▶ Passage for review:

↓

Electoral district of Surry Hills in the Legislative Assembly of New South Wales
- Turnout: 36.2% (▼20.8%)
|  | First party | Second party |
|  | LRP |  |
| Candidate | Albert Bruntnell | Dick Meagher |
| Party | Liberal Reform | Independent |
| Popular vote | 1,109 | 961 |
| Percentage | 30.5% | 26.4% |
| Swing | −3.8% | +26.4 |
|  | Third party | Fourth party |
|  | ALP |  |
| Candidate | Henry Lawton | John Norton |
| Party | Labour | Independent |
| Popular vote | 888 | 697 |
| Percentage | 24.4% | 18.7% |
| Swing | +24.4 | −27.1% |
| MLA before election John Norton Independent | Elected MLA Albert Bruntnell Liberal Reform |

= 1906 Surry Hills state by-election =

Election result for Surry Hills, New South Wales, Australia

A by-election was held for the New South Wales Legislative Assembly electorate of Surry Hills on 21 July 1906 because of the resignation of John Norton. Norton blamed William Holman for an article in The Worker commenting on Norton's unnatural silence over the land scandals involving Paddy Crick and William Willis. Norton made a personal attack on Holman in parliament, challenging him to resign and both would contest Holman's seat of Cootamundra.

↑

▶ Supplied data:
↓

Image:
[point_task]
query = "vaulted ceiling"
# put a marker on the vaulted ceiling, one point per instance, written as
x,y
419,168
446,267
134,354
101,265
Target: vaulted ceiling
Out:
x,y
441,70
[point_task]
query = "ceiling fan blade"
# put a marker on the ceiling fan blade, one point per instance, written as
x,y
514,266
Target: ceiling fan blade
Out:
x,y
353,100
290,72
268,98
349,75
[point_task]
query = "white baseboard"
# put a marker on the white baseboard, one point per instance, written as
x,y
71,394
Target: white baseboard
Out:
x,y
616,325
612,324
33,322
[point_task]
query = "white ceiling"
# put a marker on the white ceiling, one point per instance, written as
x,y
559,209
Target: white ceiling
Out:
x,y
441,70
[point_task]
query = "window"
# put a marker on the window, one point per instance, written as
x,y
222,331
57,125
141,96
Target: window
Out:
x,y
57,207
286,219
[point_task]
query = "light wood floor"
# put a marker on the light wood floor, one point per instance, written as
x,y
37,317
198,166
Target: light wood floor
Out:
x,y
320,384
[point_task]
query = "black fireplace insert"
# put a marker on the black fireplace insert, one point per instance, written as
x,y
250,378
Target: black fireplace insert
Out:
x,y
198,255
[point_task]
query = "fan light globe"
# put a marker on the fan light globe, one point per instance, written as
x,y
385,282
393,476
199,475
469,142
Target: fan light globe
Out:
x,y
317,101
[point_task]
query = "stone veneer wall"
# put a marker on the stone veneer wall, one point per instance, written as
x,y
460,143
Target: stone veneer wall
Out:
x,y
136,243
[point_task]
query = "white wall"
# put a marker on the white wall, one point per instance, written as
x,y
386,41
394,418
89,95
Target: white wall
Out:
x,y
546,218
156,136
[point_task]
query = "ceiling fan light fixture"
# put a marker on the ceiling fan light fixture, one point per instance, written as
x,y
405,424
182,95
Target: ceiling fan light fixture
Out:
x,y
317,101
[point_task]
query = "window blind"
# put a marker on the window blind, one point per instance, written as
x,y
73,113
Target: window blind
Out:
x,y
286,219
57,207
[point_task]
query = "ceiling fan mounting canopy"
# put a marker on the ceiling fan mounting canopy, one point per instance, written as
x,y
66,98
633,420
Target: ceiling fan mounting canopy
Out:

↑

Translate this sentence from the text about the 1906 Surry Hills by-election into Spanish: "A by-election was held for the New South Wales Legislative Assembly electorate of Surry Hills on 21 July 1906 because of the resignation of John Norton." You can do the task without the records.

▶ Response for this exercise: Se celebró una elección parcial para la circunscripción de Surry Hills de la Asamblea Legislativa de Nueva Gales del Sur el 21 de julio de 1906 debido a la renuncia de John Norton.